→ Text shown:
# Journey had another great day.



## petitpie (Nov 16, 2011)

Congratulations to you and Journey on another good day!


----------



## mom24doggies (Mar 28, 2011)

She looks prettier everyday....congratulations!


----------



## 3dogs (Nov 3, 2010)

Cograts on the day. It is great handling your own dog & having fun at the same time. She is a beauty.


----------



## ArreauStandardPoodle (Sep 1, 2009)

Journey got Best Puppy in Breed again today. She looked so lovely. The gal who did her scissoring for these shows came today and tied up her topknot and did her spray up. She is in love with our girl, so I asked her if she'd like to show her, and she did. They looked really good together. These were Journey's final shows as a baby. We will be putting her into her Continental and growing coat and getting her back into the ring in the Spring.


----------



## Indiana (Sep 11, 2011)

ArreauStandardPoodle said:


> Journey got Best Puppy in Breed again today. She looked so lovely. The gal who did her scissoring for these shows came today and tied up her topknot and did her spray up. She is in love with our girl, so I asked her if she'd like to show her, and she did. They looked really good together. These were Journey's final shows as a baby. We will be putting her into her Continental and growing coat and getting her back into the ring in the Spring.


Aw, she's such a gorgeous girl! I can hardly wait to see her in a CC!


----------



## Ryker-&-Canyon (Dec 12, 2012)

Stunning girl! Congratulations!

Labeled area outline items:
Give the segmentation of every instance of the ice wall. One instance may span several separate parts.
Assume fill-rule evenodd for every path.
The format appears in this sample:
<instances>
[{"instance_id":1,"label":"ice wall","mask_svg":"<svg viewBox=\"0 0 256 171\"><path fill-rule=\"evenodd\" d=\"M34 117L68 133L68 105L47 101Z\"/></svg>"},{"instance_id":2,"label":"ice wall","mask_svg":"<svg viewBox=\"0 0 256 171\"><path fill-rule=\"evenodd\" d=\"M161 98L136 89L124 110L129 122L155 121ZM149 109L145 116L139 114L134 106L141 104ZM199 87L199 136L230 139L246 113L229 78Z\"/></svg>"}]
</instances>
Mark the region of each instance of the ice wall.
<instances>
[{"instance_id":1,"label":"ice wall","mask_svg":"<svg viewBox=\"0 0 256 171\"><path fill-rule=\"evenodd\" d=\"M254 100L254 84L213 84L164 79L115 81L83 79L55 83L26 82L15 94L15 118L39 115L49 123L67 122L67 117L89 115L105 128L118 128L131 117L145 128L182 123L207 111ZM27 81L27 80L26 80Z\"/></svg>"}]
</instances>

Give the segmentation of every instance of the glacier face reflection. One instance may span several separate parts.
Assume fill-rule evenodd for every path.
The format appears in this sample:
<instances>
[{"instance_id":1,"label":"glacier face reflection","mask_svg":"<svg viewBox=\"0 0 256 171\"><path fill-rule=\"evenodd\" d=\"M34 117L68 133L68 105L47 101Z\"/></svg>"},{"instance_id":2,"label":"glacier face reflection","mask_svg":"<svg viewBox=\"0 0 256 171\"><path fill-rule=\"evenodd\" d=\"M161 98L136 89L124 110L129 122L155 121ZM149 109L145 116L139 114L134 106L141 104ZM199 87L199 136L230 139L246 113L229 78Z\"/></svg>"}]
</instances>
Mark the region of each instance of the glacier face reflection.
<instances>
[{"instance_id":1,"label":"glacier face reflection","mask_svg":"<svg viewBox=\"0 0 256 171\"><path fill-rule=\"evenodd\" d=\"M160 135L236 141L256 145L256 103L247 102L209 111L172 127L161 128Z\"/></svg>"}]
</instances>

→ Tasks to carry out:
A) In the thread about Journey's show day, why did the owner ask the woman who scissored Journey to show her? Answer in one to three sentences.
B) How would you put this sentence from the thread about Journey's show day into Spanish: "Journey got Best Puppy in Breed again today."
C) Could you carry on the forum thread about Journey's show day from where it stops?
The records aren't needed for anything here.

→ Expected responses:
A) The owner asked her because she is in love with Journey. She had come that day to tie up Journey's topknot and do her spray up, and she agreed to show her.

B) Hoy Journey volvió a ganar Mejor Cachorro de la Raza.

C)
----------



## CT Girl (Nov 17, 2010)

Congratulations! She looks stunning. With that head of hair I can't wait to see her rock a CC.


----------



## outwest (May 1, 2011)

She's really looking fabulous- that last picture, even though blurry, says a whole lot! I can not believe she is almost a year old! Congratulations!


----------



## ArreauStandardPoodle (Sep 1, 2009)

I am going to try and get her in late next week to put her into her big girl trim. I will post photos when it is done. I am soooooo excited!


----------



## ArreauStandardPoodle (Sep 1, 2009)

I am going to try and get her in late next week to put her into her big girl trim. I will post photos when it is done. I am soooooo excited!

Here is one of the latest pics with a little embellishment.


----------



## MollyMuiMa (Oct 13, 2012)

She is soooo pretty! Can't wait to see her in her 'big girl hair'!


----------



## outwest (May 1, 2011)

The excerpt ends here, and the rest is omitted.